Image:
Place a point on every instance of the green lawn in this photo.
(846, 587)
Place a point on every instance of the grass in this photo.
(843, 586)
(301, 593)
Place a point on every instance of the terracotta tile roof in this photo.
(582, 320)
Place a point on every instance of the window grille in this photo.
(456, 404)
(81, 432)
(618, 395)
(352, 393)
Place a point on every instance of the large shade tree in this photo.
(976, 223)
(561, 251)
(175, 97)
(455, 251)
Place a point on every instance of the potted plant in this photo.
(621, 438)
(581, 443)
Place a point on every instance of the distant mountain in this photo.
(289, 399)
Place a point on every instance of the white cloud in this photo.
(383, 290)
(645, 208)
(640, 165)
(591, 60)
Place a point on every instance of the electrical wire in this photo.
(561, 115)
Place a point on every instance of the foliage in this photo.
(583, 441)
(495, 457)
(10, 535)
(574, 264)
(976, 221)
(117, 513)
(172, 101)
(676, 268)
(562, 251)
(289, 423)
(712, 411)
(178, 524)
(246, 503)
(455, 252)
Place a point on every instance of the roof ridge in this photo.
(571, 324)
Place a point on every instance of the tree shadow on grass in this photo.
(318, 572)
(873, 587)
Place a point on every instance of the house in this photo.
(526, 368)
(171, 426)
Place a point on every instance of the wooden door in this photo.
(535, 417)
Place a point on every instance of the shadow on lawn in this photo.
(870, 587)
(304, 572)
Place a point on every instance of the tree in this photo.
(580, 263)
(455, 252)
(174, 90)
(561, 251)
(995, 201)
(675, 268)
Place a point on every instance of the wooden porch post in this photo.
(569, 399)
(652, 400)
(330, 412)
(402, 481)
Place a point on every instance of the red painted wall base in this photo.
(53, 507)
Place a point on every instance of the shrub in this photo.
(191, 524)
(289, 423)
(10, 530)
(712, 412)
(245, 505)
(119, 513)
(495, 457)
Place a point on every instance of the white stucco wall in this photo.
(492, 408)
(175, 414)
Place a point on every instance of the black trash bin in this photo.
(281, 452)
========================================
## AIM
Without omitting anything, output the entries exactly.

## REPLY
Image:
Place a point on every instance of the green lawn in this photo.
(846, 587)
Place a point on every instance of the grass in this photo.
(843, 586)
(301, 593)
Place a point on every instance of the terracotta tile roof in this photo.
(582, 320)
Place a point on every instance of the window grille in this photo.
(456, 404)
(81, 432)
(618, 395)
(352, 393)
Place a point on every instance of the large shade tree in this photo.
(976, 223)
(561, 251)
(175, 97)
(455, 251)
Place a point on every instance of the potted plant in this photo.
(621, 438)
(581, 443)
Place a point on every instance of the distant mountain in this photo.
(289, 399)
Place a point on every instance of the white cloud in this photo.
(383, 290)
(645, 208)
(640, 165)
(591, 60)
Place a point on every instance of the electrical wire in this photo.
(561, 115)
Place a point on every instance of the foliage in this photo.
(583, 441)
(495, 457)
(10, 535)
(574, 264)
(976, 221)
(117, 513)
(172, 101)
(676, 268)
(562, 251)
(289, 423)
(712, 411)
(178, 524)
(246, 503)
(455, 252)
Place a point on every instance of the roof ridge in this photo.
(571, 324)
Place a point on every instance of the tree shadow on grass in this photo.
(318, 572)
(873, 587)
Place a point on every instance of the house in this photo.
(526, 368)
(171, 426)
Place a point on every instance of the wooden door in this photo.
(535, 417)
Place a point on every instance of the shadow on lawn in this photo.
(870, 587)
(304, 572)
Place a point on every instance of the tree in this photo.
(580, 263)
(455, 252)
(174, 90)
(561, 251)
(995, 201)
(675, 268)
Place a point on every instance of the wooden porch post in this photo.
(569, 399)
(652, 400)
(330, 412)
(402, 481)
Place a point on every instance of the red painted wall base in this photo.
(53, 507)
Place a point on every instance of the shrub in this photo.
(191, 524)
(289, 423)
(10, 530)
(712, 412)
(245, 505)
(119, 513)
(495, 457)
Place a point on every instance of the white stucco wall in this photo.
(492, 408)
(175, 414)
Place a point on every instance of the black trash bin in this photo.
(281, 452)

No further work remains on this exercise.